▶ PROBLEM STATEMENT: Copy exactly the stretch of data below from the line with "Query: truck tire" through the line with "column 678, row 196", including both of those lines.

▶ RECORDS PROVIDED:
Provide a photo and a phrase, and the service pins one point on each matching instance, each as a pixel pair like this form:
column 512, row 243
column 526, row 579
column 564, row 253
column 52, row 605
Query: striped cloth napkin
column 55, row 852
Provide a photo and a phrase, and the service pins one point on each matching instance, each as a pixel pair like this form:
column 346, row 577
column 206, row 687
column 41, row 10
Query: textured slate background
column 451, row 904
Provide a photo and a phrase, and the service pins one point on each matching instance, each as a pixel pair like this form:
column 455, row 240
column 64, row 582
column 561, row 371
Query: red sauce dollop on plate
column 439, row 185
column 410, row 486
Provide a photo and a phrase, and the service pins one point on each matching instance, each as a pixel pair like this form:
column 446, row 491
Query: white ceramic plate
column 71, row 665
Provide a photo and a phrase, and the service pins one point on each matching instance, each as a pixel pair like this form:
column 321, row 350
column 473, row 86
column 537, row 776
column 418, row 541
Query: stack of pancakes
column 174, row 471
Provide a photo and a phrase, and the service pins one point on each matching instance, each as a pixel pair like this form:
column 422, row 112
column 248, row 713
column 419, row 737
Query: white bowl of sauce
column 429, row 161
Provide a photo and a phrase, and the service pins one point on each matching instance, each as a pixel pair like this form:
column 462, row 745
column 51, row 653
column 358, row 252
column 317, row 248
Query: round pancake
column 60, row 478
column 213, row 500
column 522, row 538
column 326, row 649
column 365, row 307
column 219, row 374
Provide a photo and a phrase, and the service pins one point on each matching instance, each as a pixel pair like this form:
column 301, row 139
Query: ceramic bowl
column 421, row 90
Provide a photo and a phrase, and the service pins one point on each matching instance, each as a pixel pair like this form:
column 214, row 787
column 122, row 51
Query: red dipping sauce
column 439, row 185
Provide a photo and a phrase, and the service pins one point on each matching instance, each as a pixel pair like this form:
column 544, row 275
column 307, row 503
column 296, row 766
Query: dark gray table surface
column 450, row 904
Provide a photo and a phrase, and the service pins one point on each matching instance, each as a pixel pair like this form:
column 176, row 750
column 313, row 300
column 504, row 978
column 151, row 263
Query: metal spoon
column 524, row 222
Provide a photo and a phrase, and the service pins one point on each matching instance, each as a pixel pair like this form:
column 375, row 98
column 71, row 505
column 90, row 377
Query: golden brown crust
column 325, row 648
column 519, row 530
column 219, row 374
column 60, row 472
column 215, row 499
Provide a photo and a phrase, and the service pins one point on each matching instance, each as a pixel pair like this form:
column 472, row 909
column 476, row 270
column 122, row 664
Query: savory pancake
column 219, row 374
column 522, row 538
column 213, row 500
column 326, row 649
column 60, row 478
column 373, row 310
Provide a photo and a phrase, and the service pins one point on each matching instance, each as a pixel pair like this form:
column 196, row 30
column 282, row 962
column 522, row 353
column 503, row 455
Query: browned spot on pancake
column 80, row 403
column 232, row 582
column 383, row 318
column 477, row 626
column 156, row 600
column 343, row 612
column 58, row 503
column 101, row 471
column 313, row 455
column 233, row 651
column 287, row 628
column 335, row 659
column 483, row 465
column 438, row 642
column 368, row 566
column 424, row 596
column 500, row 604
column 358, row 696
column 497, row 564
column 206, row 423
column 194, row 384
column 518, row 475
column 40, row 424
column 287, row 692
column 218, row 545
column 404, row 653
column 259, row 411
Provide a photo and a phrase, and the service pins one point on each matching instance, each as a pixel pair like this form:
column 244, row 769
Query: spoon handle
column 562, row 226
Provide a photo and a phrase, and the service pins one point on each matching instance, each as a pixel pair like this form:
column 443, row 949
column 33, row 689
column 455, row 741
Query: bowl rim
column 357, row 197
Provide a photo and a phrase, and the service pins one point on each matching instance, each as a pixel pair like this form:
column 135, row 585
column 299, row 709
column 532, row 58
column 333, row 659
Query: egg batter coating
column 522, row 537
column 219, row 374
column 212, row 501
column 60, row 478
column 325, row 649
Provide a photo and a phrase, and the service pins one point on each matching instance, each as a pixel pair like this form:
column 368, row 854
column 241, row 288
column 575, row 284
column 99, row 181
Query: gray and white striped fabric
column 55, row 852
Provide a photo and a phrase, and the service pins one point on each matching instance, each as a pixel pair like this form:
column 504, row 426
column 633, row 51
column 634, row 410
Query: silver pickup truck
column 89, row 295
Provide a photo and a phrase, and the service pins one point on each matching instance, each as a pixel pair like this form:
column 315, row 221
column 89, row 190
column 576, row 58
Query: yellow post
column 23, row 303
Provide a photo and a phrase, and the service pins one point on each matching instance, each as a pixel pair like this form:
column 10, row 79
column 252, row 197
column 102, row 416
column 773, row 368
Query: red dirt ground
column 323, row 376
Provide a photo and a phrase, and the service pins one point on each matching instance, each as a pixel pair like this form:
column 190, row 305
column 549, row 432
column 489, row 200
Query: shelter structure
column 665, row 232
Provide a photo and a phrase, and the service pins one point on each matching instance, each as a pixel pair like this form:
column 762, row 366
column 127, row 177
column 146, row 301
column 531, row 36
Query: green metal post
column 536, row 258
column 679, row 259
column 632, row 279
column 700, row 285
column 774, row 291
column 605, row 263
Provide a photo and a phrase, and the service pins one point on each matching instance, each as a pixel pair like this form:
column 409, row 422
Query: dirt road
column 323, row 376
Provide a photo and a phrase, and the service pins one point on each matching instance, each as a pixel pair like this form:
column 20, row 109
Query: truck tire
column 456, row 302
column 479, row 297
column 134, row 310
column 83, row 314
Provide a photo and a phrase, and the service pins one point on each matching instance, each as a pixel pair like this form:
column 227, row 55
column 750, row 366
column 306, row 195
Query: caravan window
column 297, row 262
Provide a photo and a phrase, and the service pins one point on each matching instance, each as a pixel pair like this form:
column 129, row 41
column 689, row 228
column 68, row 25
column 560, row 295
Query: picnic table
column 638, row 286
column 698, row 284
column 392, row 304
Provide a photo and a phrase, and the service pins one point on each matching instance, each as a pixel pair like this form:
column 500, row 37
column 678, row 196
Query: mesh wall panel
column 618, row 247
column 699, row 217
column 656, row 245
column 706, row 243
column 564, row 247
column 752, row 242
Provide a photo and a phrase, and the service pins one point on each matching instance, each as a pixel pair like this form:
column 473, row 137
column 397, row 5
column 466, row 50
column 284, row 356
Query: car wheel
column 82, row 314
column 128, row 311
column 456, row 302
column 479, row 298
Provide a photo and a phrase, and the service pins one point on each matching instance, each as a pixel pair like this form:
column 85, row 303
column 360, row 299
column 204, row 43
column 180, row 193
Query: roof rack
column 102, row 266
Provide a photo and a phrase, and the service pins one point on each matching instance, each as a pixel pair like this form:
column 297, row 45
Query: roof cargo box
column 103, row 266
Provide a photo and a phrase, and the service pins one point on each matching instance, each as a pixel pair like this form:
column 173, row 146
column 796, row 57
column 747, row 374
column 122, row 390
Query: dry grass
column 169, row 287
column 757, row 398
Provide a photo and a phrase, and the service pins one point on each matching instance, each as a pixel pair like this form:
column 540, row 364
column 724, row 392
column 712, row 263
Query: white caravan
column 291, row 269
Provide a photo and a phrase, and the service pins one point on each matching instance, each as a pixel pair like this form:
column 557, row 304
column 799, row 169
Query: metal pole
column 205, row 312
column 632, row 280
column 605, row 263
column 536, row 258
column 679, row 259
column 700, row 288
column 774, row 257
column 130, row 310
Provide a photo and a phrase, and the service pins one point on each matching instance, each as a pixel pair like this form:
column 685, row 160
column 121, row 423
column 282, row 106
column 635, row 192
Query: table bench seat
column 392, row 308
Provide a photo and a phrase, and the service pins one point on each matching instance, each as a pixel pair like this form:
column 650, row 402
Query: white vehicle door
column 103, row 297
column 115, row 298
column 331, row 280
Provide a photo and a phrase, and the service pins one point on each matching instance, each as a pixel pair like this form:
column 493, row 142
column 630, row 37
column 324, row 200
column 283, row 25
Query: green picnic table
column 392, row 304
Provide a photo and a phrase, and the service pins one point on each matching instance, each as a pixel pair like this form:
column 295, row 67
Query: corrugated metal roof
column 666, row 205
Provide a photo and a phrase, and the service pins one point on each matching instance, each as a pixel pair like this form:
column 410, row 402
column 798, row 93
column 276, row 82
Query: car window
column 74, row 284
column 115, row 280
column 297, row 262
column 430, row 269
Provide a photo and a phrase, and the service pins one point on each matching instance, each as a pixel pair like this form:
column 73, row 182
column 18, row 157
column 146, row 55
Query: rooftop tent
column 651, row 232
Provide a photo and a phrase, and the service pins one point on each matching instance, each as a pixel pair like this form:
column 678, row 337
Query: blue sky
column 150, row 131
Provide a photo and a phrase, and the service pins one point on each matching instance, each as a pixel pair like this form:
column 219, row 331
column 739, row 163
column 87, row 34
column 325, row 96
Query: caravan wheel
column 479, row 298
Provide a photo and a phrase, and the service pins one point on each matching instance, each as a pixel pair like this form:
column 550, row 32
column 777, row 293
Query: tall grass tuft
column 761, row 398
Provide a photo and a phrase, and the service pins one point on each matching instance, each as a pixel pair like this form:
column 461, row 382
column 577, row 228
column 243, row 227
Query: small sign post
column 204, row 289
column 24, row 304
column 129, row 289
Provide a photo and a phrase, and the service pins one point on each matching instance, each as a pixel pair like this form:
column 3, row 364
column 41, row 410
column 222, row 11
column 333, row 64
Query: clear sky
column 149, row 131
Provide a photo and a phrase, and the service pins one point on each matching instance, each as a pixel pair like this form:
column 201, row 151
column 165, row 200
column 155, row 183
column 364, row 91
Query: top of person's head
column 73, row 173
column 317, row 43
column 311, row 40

▶ ANSWER SPACE:
Query: truck tire
column 456, row 302
column 479, row 297
column 134, row 310
column 83, row 314
Provide a photo and a phrase, and the service pins one point on each matching instance, each as a pixel pair like this form:
column 227, row 55
column 750, row 366
column 306, row 195
Query: caravan window
column 297, row 262
Provide a photo and a phrase, and the service pins one point on each matching instance, each as a pixel pair like this form:
column 129, row 41
column 689, row 228
column 68, row 25
column 560, row 295
Query: picnic table
column 638, row 286
column 698, row 284
column 392, row 304
Provide a photo and a phrase, and the service pins one point on each matching instance, each as a pixel pair like this form:
column 500, row 37
column 678, row 196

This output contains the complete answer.